#### WORK ITEM:
Restate, word for word and with nothing added, the lines from the one containing "Where can the woman's face" through the last line of the material below.

#### SOURCE INFORMATION:
'''

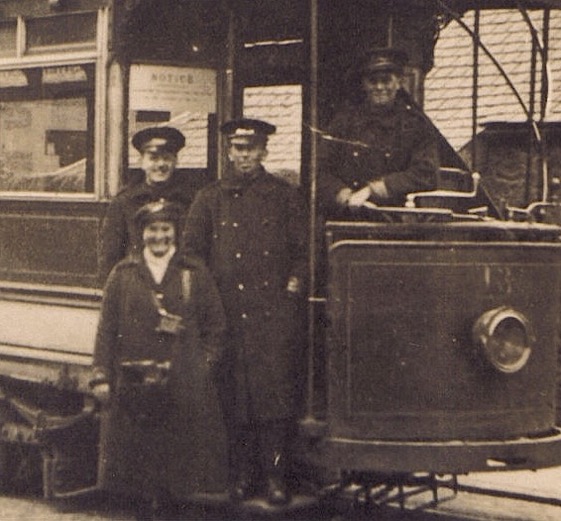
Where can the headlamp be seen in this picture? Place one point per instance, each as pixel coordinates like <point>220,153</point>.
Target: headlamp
<point>504,337</point>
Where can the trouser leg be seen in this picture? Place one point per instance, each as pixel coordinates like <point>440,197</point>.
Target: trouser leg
<point>273,441</point>
<point>242,459</point>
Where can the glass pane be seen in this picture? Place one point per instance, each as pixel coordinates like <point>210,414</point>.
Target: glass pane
<point>61,30</point>
<point>46,134</point>
<point>280,105</point>
<point>8,38</point>
<point>181,97</point>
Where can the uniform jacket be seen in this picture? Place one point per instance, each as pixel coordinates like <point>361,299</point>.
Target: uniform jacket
<point>362,145</point>
<point>186,453</point>
<point>253,237</point>
<point>119,237</point>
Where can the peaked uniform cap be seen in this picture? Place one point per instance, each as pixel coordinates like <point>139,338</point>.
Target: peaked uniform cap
<point>247,128</point>
<point>161,210</point>
<point>385,59</point>
<point>159,139</point>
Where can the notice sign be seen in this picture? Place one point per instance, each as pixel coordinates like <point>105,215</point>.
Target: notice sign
<point>172,89</point>
<point>181,97</point>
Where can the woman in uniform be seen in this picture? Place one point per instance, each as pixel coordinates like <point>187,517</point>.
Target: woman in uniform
<point>158,340</point>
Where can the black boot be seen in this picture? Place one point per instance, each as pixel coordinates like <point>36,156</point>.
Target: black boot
<point>243,466</point>
<point>273,440</point>
<point>145,510</point>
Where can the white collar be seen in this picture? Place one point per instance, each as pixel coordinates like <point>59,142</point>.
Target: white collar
<point>158,265</point>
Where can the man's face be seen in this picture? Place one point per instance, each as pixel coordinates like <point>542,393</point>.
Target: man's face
<point>246,155</point>
<point>381,87</point>
<point>159,237</point>
<point>158,165</point>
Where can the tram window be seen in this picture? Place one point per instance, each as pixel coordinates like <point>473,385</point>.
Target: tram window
<point>8,40</point>
<point>46,130</point>
<point>44,33</point>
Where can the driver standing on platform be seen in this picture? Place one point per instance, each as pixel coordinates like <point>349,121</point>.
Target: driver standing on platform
<point>379,149</point>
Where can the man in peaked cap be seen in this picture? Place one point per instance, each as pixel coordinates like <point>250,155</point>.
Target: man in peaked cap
<point>379,148</point>
<point>251,229</point>
<point>158,148</point>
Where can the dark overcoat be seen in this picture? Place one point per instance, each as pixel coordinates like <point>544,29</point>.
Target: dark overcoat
<point>185,453</point>
<point>362,144</point>
<point>119,237</point>
<point>254,237</point>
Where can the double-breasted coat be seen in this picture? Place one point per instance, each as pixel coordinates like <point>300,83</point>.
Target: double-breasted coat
<point>363,144</point>
<point>186,452</point>
<point>254,237</point>
<point>119,236</point>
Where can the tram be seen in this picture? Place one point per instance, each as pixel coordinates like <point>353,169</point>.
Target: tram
<point>440,350</point>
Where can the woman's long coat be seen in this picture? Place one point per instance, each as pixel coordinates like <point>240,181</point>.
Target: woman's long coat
<point>254,237</point>
<point>186,452</point>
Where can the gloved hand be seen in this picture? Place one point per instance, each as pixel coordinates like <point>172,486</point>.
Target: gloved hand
<point>358,198</point>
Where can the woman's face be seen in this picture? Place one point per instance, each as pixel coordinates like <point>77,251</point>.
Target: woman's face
<point>159,237</point>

'''

#### EXPECTED ANSWER:
Where can the woman's face be seen in this picture? Place one point per instance, each as pixel coordinates like <point>77,251</point>.
Target: woman's face
<point>159,237</point>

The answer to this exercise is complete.